Task goal: Pull every line that holds the word "blanket" from the entries.

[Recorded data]
··········

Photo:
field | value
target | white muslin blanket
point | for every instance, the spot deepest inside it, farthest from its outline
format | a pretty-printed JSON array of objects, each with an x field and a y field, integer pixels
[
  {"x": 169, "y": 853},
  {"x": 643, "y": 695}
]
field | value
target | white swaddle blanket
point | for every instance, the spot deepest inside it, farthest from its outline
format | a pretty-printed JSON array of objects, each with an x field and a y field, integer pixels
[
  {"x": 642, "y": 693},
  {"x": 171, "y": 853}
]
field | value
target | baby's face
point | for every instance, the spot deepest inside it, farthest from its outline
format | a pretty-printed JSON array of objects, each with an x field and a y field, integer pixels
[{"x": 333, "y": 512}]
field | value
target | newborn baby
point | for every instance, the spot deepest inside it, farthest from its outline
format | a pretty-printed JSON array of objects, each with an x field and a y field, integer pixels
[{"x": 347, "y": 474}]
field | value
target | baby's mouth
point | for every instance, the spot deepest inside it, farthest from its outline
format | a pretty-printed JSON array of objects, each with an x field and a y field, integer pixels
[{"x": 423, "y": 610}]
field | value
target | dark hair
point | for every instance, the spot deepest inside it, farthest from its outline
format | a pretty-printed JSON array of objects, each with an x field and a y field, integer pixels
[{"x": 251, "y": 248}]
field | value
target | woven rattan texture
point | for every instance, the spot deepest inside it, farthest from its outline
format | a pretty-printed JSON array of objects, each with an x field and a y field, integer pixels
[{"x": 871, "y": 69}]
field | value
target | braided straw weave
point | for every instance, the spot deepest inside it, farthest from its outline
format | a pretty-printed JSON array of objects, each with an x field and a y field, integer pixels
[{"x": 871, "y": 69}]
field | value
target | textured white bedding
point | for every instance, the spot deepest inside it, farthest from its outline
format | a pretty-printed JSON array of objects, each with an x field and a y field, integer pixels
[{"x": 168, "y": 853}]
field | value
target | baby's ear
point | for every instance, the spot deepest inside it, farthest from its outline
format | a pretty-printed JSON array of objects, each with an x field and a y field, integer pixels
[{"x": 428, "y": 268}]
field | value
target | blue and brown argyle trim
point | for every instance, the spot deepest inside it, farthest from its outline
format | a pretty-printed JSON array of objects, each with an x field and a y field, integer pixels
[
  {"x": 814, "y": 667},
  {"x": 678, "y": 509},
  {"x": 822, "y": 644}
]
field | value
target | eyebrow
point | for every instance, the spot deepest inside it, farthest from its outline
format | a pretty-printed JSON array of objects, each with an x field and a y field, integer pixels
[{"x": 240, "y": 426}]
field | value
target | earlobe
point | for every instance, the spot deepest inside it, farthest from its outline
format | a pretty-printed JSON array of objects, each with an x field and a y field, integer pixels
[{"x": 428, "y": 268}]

··········

Output of the task:
target | white muslin blanket
target | white swaddle blanket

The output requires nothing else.